[GIVEN PASSAGE]
··········
As we talked, it was clear that my son, Gianni, thought of cannabis as medicine, which soothed his anxiety and made both he and his friends more fun-loving. I kept that anti-drug promise I had made to my father when I was in my twenties. How to proceed presented a maze of dangers. So I did what I always do: I dug in and learned everything there was to know about the subject.
There is no doubt that California cannabis has nothing in common with the brown, seed-riddled pot I smoked as a kid. Today, medicinal cannabis growers are more likely to have a doctorate in biology than a prison record. Strains of indicas, sativas, and hybrids grown in highly controlled environments have been perfected to enhance mood, to improve sleep, or to reduce pain, among many other things. Some of these name brands are so sophisticated that full genome panels of each strain are widely available online.
There was no getting around the fact that Gianni’s teenage brain was still wiring up, so one of my goals was to utilize the type of strains that would discourage “checking out,” and to keep the smoking to a minimum by giving him the highest-grade cannabis. I knew he was highly determined, so I would not be able to stop him, which gave me few choices. This was my cannabis conundrum. So I concentrated on sativa strains like Blue Dream, Lemon Drop, Tangerine Dream, Lambs Bread, and Super Silver Haze. These strains are well documented to lift mood, enhance focus, and increase creativity.
My internist referred me to a sympathetic oncologist, who would do me the favor of providing the necessary documentation to acquire medical-grade cannabis. I swore Gianni and his best friends to absolute secrecy. They could smoke ONLY in the house when I was there and nowhere else. As long as Gianni maintained a B average in school, I would provide an eighth of an ounce every week (which increased over the years). I implored his friends to initiate open dialogues with their own parents about the matter.
When the boys gathered, I would lock down the house and keep a sharp eye out. The cannabis and paraphernalia was to be stored in my bedroom after they finished smoking. The license was in my name, so I would shield them if need be. The plan could have backfired if any of the parents discovered what I was doing, but I had no choice but to trust in them and give them a safe haven to experiment.
By February 2009, we had all moved to the new house with Dad. As they got older, the Stoney McBoney group grew, so I could not keep what was going on from my father. Dad could not fathom how I could be so reckless, no matter how many times I attempted an explanation. Nevertheless, when it came to my kids, Jimmy (or Pop-Pop as my kids referred to him) and I had agreed that I would have the final say. I coached the boys to be level-headed, considerate, and, above all, quiet. My headstrong father never let up on me, but I had made my decision and that was that.
··········
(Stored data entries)
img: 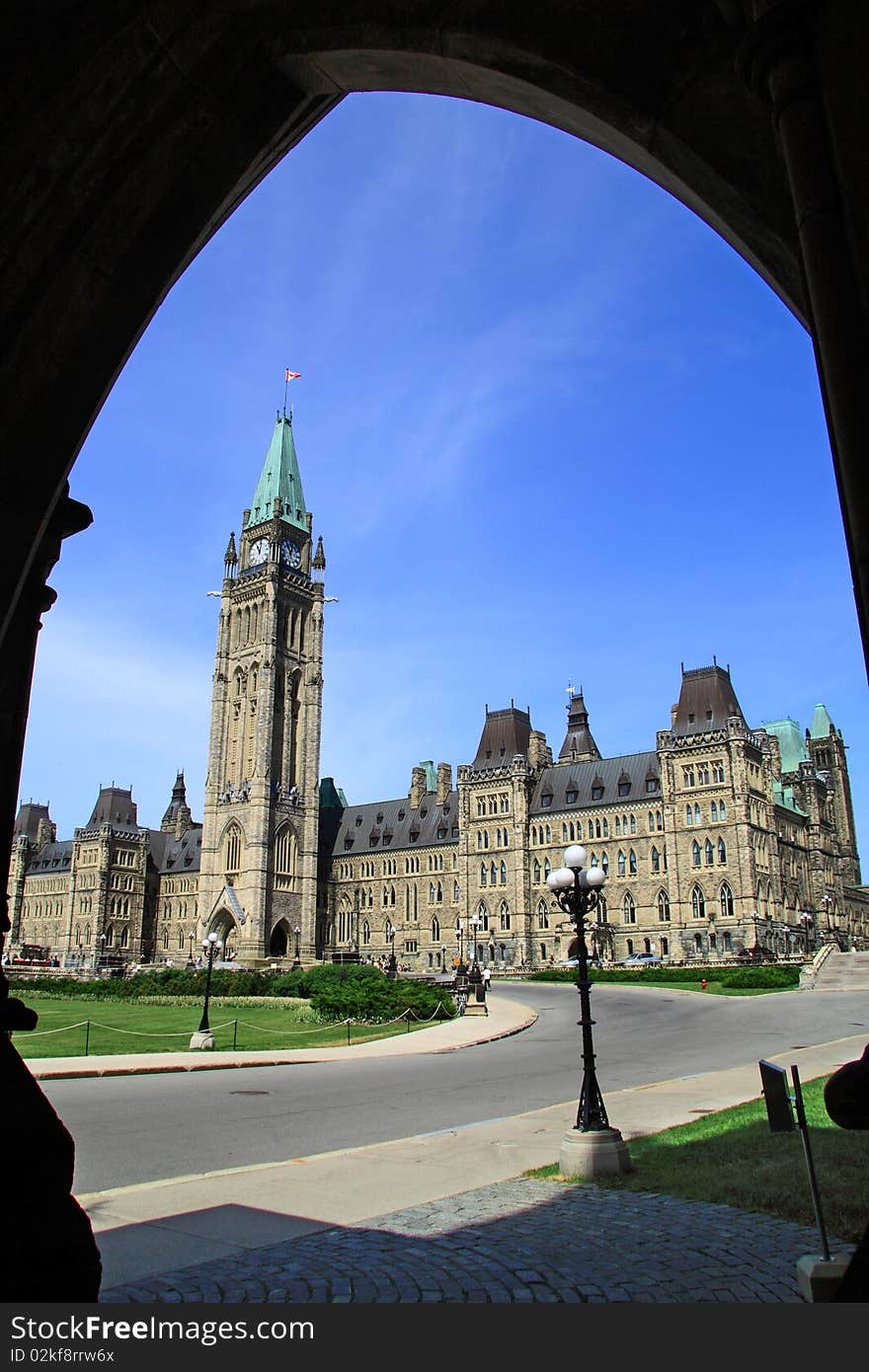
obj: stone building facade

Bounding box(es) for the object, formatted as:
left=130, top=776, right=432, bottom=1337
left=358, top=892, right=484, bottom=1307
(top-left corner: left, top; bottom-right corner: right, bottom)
left=10, top=413, right=869, bottom=971
left=317, top=662, right=869, bottom=971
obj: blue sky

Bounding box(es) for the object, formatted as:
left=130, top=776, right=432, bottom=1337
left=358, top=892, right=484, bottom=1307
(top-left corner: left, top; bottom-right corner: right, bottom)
left=21, top=95, right=869, bottom=855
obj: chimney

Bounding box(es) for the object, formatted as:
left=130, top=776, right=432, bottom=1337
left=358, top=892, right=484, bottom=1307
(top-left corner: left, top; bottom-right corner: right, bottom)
left=528, top=728, right=552, bottom=773
left=36, top=815, right=57, bottom=848
left=408, top=767, right=426, bottom=809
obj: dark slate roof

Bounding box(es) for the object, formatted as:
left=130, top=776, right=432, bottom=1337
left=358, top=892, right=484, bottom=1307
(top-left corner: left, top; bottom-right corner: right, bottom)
left=162, top=771, right=190, bottom=824
left=530, top=753, right=661, bottom=815
left=84, top=786, right=138, bottom=829
left=559, top=692, right=600, bottom=761
left=148, top=824, right=201, bottom=877
left=28, top=838, right=73, bottom=877
left=672, top=665, right=744, bottom=735
left=332, top=791, right=458, bottom=858
left=471, top=705, right=531, bottom=771
left=13, top=800, right=50, bottom=842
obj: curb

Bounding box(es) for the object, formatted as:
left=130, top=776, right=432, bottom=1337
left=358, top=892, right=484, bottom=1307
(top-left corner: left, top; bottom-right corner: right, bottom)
left=24, top=1014, right=538, bottom=1081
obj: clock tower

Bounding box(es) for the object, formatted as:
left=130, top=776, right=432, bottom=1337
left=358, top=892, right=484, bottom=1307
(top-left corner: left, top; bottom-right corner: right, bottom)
left=199, top=413, right=325, bottom=966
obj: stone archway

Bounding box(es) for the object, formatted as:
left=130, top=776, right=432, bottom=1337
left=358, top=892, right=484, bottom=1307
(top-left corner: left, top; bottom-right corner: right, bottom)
left=207, top=910, right=239, bottom=961
left=269, top=919, right=289, bottom=957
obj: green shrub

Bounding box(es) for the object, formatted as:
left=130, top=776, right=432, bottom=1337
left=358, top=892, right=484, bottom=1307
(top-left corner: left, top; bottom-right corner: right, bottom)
left=10, top=963, right=454, bottom=1023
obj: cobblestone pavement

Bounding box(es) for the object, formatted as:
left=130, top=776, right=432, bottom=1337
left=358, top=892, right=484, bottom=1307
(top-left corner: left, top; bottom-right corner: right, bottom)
left=94, top=1179, right=834, bottom=1304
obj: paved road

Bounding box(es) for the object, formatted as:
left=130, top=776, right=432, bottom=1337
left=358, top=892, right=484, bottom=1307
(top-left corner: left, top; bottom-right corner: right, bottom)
left=37, top=984, right=869, bottom=1192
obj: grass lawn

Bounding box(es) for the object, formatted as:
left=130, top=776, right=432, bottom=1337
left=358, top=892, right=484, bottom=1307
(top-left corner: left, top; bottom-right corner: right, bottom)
left=530, top=1077, right=869, bottom=1243
left=14, top=999, right=436, bottom=1058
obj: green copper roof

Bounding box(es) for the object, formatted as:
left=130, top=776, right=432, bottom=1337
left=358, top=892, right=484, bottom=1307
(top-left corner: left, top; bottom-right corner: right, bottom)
left=763, top=719, right=809, bottom=773
left=320, top=777, right=348, bottom=809
left=809, top=705, right=833, bottom=738
left=247, top=415, right=307, bottom=532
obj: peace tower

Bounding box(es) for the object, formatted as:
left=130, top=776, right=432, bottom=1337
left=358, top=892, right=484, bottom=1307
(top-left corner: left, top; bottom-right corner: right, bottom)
left=198, top=412, right=325, bottom=966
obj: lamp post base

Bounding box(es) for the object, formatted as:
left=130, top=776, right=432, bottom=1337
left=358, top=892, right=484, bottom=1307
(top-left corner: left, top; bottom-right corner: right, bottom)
left=559, top=1129, right=633, bottom=1179
left=796, top=1253, right=850, bottom=1305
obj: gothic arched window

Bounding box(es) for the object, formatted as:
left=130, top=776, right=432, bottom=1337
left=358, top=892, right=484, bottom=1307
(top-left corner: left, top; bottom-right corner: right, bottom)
left=224, top=824, right=242, bottom=877
left=275, top=824, right=299, bottom=890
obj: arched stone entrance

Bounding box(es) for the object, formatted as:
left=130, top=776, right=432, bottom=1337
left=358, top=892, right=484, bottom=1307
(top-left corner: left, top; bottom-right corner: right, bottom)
left=206, top=910, right=239, bottom=961
left=269, top=919, right=289, bottom=957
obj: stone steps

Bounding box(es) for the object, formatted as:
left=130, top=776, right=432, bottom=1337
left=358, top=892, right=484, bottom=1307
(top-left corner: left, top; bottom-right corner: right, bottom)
left=816, top=953, right=869, bottom=991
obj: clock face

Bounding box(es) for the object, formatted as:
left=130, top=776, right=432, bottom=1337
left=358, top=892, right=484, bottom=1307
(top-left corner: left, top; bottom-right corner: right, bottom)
left=280, top=538, right=302, bottom=567
left=250, top=538, right=269, bottom=567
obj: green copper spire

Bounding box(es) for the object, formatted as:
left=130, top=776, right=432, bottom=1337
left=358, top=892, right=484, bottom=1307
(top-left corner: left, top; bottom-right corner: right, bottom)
left=809, top=705, right=833, bottom=738
left=762, top=719, right=809, bottom=773
left=247, top=415, right=307, bottom=532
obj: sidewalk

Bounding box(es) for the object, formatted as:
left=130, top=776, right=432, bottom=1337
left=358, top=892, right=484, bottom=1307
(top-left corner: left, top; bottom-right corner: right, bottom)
left=43, top=993, right=865, bottom=1302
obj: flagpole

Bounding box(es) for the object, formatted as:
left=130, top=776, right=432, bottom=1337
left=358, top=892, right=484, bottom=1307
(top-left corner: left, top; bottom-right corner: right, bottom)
left=284, top=368, right=302, bottom=419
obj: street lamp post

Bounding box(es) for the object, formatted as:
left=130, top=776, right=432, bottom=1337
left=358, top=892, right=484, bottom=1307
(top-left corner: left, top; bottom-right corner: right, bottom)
left=546, top=844, right=631, bottom=1178
left=821, top=894, right=836, bottom=940
left=468, top=915, right=483, bottom=971
left=190, top=930, right=219, bottom=1048
left=468, top=912, right=486, bottom=1002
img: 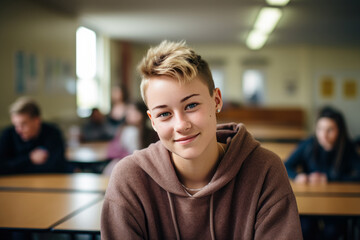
··········
[TO DO]
1. Sum up the passage about Gianni and cannabis in two sentences.
2. In the passage about Gianni and cannabis, why did the narrator concentrate on sativa strains? Answer in one to three sentences.
3. Write what comes next in the passage about Gianni and cannabis.

[ANSWERS TO EACH TASK]
1. After realizing that Gianni saw cannabis as medicine, the narrator researched the subject, decided the determined teenager could not be stopped, and chose high-grade sativa strains, obtaining medical-grade cannabis through an oncologist's documentation. Gianni and his friends could smoke only in the house while the narrator was present, with an eighth of an ounce provided weekly as long as Gianni kept a B average, and the narrator held to this plan despite the father's constant disapproval after they all moved into a new house with him in February 2009.

2. Gianni's teenage brain was still wiring up, so the narrator wanted strains that would discourage "checking out." Sativa strains such as Blue Dream and Lemon Drop are well documented to lift mood, enhance focus, and increase creativity.

3.
My father was a thorn in my side when it came to my children. He could be a controlling and despotic taskmaster about how they conducted themselves. He could never be a “dotting granddad”—that was evident. But his highly critical monologues, often within earshot of the kids, had me in a state of chronic damage control. He could be intimate and loving one minute and dolorously cruel the next. He often interspersed his “opinion” about where to attend college, or how to set the dinner table with unnecessarily biting personal critiques that had me playing defense for days at a time. I chalked-up these moods of his to the laissez-faire way in which he raised me; he was making up for the lost time of my childhood in which he tried case after case after case and was rarely home. Luckily for us all, Pop Pop’s spikey moods would disappear as quickly as they had reared their ugly head and we would all return to our brilliant lives of peace and harmony.
Seven years later, I revisited those days. Gianni’s twenty-first birthday was bittersweet without Pop-Pop. I was on the balcony finishing a big birthday barbecue. When I stepped into the living room to take a head count to make sure I had enough food, I realized that all six of Gianni’s closest high school friends were in attendance. These were the kids I had watched over as they smoked all those years. Now they were grown men working and finishing college.
After we had eaten, I pulled the six of them aside to join me on the balcony. I asked them flat out if providing them with a safe haven for all those years was helpful. They looked at me with incredulity. “Are you kidding us?” they seemed to say in unison. “I don’t know what would have happened without you. We certainly would have gotten into a lot of trouble.” AND, they said, “having a safe place to smoke kept us from situations where we would have experimented with harder drugs.” I hugged each one of them and thanked them for their honesty. Jimmy was right, of course; I was rolling the dice with house odds at best. This time, some of Dad’s luck rubbed off on me as the gamble fell in my favor, as it often did when my Last of the Gladiators was in the house.